> _SOURCE RECORDS_:
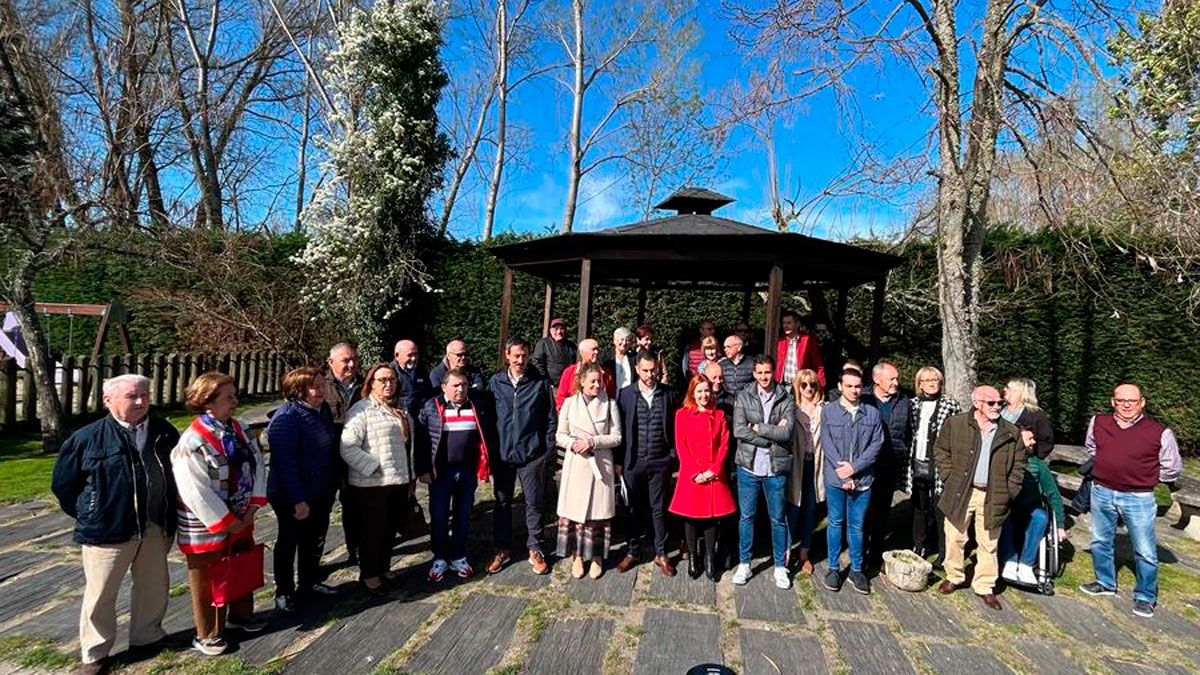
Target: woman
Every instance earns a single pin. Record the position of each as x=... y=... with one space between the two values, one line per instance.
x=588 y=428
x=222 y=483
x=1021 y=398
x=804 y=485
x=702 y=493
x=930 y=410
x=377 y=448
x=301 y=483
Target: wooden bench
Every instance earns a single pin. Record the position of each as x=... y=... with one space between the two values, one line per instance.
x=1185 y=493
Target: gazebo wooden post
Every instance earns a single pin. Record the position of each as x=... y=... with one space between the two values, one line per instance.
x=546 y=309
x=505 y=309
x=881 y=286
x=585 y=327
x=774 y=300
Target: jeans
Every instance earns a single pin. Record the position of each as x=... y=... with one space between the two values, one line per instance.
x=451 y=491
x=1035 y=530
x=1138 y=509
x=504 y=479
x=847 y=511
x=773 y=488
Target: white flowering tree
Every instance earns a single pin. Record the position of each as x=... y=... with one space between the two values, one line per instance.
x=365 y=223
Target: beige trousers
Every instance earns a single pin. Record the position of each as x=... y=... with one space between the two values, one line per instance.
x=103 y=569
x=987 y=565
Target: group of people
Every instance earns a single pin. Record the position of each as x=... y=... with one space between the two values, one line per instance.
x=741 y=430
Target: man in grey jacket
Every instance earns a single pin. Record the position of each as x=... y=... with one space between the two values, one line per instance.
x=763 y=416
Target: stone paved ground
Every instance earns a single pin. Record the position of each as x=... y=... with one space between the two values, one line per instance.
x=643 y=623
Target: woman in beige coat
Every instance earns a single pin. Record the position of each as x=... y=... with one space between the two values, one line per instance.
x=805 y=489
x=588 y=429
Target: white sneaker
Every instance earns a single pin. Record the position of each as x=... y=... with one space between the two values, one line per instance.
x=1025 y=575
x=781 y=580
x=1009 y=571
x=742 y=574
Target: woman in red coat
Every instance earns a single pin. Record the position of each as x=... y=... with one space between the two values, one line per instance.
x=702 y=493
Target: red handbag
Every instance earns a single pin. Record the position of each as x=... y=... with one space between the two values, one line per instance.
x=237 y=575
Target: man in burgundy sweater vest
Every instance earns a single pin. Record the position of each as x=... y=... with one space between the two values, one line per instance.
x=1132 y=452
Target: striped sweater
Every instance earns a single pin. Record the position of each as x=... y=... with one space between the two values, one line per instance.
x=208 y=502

* * *

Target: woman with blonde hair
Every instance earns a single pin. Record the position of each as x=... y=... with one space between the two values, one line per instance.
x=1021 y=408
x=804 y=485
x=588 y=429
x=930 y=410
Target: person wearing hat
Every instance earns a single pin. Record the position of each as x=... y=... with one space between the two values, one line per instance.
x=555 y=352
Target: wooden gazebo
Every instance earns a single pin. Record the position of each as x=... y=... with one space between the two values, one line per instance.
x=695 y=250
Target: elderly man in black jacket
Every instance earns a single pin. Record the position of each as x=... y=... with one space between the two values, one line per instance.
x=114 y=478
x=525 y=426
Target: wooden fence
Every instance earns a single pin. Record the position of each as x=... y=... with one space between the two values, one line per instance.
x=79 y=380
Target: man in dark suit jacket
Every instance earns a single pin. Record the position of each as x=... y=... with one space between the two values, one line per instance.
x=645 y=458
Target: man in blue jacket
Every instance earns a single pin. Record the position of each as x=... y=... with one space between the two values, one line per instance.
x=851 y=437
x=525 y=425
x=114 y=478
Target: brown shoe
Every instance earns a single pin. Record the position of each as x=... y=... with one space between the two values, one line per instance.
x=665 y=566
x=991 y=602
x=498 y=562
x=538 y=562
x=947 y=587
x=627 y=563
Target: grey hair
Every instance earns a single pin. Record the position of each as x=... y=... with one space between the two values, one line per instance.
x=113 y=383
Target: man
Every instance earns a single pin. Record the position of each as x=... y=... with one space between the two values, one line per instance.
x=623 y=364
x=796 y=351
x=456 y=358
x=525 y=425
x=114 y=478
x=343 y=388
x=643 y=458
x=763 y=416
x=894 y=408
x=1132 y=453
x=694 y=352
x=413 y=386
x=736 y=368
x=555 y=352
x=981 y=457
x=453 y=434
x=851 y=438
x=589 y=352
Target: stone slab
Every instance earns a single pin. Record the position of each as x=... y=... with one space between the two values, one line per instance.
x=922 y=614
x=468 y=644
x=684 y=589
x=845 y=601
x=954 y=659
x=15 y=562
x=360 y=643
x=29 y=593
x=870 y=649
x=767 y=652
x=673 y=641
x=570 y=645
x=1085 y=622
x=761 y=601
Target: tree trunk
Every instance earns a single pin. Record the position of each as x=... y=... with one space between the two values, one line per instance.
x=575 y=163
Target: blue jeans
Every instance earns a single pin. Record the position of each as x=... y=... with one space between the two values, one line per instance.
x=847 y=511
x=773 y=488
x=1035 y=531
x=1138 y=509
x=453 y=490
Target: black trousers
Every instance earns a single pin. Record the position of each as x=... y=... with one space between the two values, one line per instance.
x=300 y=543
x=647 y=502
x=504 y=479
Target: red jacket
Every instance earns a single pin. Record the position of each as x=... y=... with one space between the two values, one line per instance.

> _SET TASK_: Find every line in the items above that contains the word "blue" and copy each of those lines.

> _SOLUTION TO THE PROBLEM_:
Target: man in blue jacket
Target: blue jeans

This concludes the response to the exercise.